> _What you need to do_
A faithful transcription of the entries below is required.

[Records from a data collection]

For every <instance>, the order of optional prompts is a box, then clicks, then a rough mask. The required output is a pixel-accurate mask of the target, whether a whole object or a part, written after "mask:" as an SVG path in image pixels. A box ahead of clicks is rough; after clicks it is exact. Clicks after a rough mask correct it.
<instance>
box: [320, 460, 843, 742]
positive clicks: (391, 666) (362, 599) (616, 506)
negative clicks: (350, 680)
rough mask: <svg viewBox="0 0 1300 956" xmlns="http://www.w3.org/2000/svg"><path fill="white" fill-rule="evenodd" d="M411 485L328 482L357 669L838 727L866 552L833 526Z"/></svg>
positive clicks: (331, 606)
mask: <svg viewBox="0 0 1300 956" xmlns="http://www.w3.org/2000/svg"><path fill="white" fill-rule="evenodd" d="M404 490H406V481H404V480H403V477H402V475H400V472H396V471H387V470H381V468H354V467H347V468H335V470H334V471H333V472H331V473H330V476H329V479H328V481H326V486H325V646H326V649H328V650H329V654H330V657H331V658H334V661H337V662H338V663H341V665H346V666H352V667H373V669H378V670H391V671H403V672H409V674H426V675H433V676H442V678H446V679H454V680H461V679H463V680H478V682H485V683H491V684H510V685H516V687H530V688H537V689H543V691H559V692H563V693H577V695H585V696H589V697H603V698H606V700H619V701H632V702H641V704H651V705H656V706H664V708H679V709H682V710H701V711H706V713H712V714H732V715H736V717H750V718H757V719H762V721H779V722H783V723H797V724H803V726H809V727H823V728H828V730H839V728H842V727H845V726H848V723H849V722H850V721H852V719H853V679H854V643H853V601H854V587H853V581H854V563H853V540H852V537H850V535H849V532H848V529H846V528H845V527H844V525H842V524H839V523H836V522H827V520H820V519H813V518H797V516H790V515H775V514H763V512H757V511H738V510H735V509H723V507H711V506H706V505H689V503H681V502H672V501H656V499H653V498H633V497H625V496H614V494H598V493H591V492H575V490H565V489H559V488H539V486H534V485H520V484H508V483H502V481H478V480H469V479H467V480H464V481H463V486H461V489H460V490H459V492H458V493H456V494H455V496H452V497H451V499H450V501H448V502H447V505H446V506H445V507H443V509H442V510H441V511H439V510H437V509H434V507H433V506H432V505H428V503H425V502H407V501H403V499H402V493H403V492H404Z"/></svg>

> _Exercise answer_
For every <instance>, the order of optional prompts is a box, then clicks, then a rough mask. The required output is a pixel-accurate mask of the target, whether a whole object or a part, written after "mask:" as an SVG path in image pixels. A box ahead of clicks is rough; after clicks it is exact. Clicks after a rough mask correct it.
<instance>
box: [320, 460, 843, 742]
positive clicks: (391, 666) (362, 599) (616, 506)
negative clicks: (350, 680)
rough mask: <svg viewBox="0 0 1300 956" xmlns="http://www.w3.org/2000/svg"><path fill="white" fill-rule="evenodd" d="M411 485L328 482L357 669L838 727L866 552L833 526Z"/></svg>
positive clicks: (331, 606)
mask: <svg viewBox="0 0 1300 956" xmlns="http://www.w3.org/2000/svg"><path fill="white" fill-rule="evenodd" d="M404 490H406V481H404V480H403V477H402V475H400V472H396V471H387V470H381V468H354V467H347V468H335V470H334V471H333V472H331V473H330V476H329V479H328V481H326V486H325V646H326V649H328V650H329V654H330V657H331V658H334V661H337V662H338V663H341V665H346V666H352V667H373V669H378V670H391V671H403V672H409V674H426V675H433V676H442V678H446V679H454V680H461V679H463V680H478V682H485V683H491V684H510V685H516V687H530V688H537V689H543V691H559V692H563V693H577V695H585V696H589V697H603V698H606V700H619V701H632V702H641V704H651V705H656V706H664V708H679V709H682V710H701V711H706V713H712V714H732V715H736V717H750V718H757V719H762V721H779V722H783V723H797V724H803V726H809V727H823V728H828V730H839V728H842V727H845V726H848V723H849V722H850V721H852V719H853V679H854V643H853V601H854V587H853V581H854V563H853V540H852V537H850V535H849V532H848V529H846V528H845V527H844V525H842V524H839V523H836V522H827V520H820V519H813V518H797V516H790V515H775V514H763V512H757V511H738V510H735V509H723V507H711V506H706V505H689V503H681V502H672V501H656V499H653V498H633V497H625V496H614V494H598V493H591V492H575V490H565V489H559V488H539V486H534V485H520V484H508V483H502V481H478V480H469V479H467V480H464V481H463V486H461V489H460V490H459V492H458V493H456V494H455V496H452V497H451V499H450V501H448V502H447V505H446V506H445V507H443V509H442V510H441V511H439V510H437V509H434V507H433V506H432V505H428V503H425V502H407V501H403V499H402V493H403V492H404Z"/></svg>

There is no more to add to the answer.